[Stored dataset items]
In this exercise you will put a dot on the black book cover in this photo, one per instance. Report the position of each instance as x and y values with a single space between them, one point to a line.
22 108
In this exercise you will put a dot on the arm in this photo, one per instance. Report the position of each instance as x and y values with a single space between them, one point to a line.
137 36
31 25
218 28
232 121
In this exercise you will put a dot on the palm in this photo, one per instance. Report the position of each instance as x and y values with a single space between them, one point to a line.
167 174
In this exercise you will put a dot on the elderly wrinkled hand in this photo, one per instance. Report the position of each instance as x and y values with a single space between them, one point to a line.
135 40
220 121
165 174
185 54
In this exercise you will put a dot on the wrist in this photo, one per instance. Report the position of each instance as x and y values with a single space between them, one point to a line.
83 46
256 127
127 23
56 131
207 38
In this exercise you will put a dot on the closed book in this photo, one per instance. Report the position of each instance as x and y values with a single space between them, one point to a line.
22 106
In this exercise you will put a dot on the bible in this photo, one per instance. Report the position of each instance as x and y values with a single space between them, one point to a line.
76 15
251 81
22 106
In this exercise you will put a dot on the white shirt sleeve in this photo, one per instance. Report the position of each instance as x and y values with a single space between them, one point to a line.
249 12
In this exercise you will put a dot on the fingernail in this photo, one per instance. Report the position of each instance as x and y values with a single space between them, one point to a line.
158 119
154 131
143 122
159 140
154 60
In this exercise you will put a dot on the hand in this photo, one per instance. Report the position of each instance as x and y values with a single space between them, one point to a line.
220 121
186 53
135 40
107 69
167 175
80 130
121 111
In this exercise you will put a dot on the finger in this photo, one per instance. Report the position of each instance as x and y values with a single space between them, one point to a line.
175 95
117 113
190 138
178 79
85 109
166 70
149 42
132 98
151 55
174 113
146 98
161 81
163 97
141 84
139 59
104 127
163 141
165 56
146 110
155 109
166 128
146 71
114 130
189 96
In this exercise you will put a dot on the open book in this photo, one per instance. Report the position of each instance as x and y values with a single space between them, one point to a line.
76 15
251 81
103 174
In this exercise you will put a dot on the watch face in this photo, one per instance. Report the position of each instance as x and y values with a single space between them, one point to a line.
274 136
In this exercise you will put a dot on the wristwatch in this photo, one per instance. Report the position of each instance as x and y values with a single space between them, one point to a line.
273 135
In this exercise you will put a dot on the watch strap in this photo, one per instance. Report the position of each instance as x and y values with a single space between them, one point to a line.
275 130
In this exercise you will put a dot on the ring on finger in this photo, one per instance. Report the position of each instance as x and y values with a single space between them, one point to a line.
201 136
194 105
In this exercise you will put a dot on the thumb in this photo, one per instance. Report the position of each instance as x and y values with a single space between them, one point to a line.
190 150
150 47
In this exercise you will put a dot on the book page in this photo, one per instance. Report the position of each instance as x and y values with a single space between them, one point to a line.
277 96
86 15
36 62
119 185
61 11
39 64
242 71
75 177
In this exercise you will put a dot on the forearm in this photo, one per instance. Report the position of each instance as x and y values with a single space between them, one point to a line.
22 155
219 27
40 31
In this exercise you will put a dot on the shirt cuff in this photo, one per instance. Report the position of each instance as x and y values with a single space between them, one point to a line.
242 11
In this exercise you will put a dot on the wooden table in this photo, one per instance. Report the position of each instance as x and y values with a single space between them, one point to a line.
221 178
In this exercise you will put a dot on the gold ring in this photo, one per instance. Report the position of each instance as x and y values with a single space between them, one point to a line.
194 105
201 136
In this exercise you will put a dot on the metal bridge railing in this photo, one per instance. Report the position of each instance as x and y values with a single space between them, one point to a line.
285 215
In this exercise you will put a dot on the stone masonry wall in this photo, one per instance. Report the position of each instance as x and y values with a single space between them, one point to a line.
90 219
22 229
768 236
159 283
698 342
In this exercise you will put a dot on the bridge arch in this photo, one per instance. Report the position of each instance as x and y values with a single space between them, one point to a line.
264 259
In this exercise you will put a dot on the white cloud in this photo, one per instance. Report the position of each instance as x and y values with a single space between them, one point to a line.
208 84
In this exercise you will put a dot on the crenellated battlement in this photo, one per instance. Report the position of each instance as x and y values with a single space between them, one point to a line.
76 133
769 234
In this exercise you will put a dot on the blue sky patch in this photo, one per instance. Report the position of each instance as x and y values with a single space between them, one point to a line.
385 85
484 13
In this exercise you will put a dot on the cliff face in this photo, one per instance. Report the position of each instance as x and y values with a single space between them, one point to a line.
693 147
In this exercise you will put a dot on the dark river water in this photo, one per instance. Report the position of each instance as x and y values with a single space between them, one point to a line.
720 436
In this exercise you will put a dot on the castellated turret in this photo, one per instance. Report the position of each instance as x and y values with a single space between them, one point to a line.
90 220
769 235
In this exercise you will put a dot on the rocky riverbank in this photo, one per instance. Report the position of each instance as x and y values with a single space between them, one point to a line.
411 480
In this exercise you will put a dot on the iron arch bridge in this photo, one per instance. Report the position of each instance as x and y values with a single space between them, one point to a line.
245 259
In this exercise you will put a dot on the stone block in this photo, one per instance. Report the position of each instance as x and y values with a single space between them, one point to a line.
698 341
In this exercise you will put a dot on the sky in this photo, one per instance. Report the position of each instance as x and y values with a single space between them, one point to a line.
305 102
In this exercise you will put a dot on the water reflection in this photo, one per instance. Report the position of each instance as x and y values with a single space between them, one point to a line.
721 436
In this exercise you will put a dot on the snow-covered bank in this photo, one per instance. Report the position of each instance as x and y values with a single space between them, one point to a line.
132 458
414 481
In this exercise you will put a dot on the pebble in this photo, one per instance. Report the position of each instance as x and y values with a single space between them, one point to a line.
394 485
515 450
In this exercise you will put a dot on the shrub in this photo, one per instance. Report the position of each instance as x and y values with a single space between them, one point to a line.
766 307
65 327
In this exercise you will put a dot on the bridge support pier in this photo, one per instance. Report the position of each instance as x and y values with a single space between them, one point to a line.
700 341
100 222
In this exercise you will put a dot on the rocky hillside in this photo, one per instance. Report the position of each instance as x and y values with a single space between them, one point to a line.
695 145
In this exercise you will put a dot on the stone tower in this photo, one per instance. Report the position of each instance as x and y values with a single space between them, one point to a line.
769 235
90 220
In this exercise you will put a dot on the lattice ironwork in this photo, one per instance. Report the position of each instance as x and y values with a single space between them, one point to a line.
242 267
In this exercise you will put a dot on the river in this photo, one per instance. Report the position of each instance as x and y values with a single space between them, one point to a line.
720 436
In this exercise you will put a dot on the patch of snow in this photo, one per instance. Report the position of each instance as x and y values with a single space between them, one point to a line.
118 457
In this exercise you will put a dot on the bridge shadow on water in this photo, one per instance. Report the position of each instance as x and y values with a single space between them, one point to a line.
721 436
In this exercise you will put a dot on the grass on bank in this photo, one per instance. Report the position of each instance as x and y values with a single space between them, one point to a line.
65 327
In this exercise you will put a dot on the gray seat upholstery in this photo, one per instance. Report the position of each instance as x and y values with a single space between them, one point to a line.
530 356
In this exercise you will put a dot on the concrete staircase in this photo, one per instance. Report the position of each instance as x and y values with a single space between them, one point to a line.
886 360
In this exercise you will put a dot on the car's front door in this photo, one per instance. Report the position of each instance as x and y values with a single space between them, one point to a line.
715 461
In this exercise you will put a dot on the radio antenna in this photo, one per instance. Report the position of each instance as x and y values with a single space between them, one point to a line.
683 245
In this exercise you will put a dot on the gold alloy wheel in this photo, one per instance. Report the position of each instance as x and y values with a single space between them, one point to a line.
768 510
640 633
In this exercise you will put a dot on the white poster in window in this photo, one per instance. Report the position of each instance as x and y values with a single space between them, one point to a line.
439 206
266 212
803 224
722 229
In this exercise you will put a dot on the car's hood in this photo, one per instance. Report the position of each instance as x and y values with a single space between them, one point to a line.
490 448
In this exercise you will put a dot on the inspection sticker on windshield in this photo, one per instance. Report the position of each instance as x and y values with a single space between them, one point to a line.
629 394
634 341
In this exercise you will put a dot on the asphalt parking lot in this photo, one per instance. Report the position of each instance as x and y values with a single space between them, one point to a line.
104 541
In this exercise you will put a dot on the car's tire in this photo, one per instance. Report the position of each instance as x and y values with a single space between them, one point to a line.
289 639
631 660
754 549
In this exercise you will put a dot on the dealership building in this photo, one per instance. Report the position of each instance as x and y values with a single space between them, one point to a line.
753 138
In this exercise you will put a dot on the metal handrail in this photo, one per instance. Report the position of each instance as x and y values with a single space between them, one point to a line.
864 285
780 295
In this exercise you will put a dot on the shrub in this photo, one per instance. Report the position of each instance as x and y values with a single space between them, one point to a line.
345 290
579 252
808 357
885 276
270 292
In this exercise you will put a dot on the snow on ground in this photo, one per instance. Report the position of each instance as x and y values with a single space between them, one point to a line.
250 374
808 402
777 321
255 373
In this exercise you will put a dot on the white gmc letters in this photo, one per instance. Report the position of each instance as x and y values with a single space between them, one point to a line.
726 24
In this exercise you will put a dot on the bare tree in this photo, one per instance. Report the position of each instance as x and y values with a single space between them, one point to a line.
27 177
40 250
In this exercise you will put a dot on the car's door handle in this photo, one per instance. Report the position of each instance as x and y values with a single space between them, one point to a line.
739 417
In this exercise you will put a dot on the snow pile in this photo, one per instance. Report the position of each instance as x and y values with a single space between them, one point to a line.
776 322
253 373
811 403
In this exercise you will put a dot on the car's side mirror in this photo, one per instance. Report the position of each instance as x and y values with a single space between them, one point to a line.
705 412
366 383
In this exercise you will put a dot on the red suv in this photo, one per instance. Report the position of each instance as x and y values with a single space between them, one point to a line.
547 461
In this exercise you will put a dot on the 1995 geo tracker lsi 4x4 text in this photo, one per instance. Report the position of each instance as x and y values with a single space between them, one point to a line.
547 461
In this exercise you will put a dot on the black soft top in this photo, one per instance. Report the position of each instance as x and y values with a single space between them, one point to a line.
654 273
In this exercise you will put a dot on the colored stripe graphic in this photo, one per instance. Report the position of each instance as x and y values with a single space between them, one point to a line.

EXERCISE PROMPT: Repeat exactly, and only, the lines from the line containing "In this exercise you will put a dot on the bare" through the last line of the records above, both included.

RESULT:
In this exercise you will put a dot on the bare tree in this photo, one per instance. Report the position of each instance as x and y values with a single space between them, one point to a line.
27 177
40 250
In this exercise you will put a dot on the car's door handle in this photo, one per instance. Report the position of each instance as x and y values with a single space between them, one point to a line.
739 417
In this exercise you will put a dot on the snow pile in this photo, one per instance. Report the position of each instance as x and y values with a single space between them, one point to a line.
776 322
253 373
811 403
In this exercise you will put a dot on the car's side mirror in this photo, one per instance. Report the position of each instance as x and y values with a single space between them, one point to a line.
705 412
366 383
In this exercise you will put a dot on the red suv in this photo, one per instance. Report the position of each instance as x and y values with a single space between them, one point to a line.
547 461
In this exercise you will put a dot on the 1995 geo tracker lsi 4x4 text in this photo, one per instance. Report the position of each instance as x and y values with a single space between them, one point to a line.
547 461
In this exercise you will put a dot on the black soft top in this photo, one per instance. Report the position of each instance as x and y values with a single space between them, one point to a line.
654 273
In this exercise you will put a dot on the colored stripe graphic in this photo, one per instance. Report the position of each instance as x and y values with a single space between them, one point to a line.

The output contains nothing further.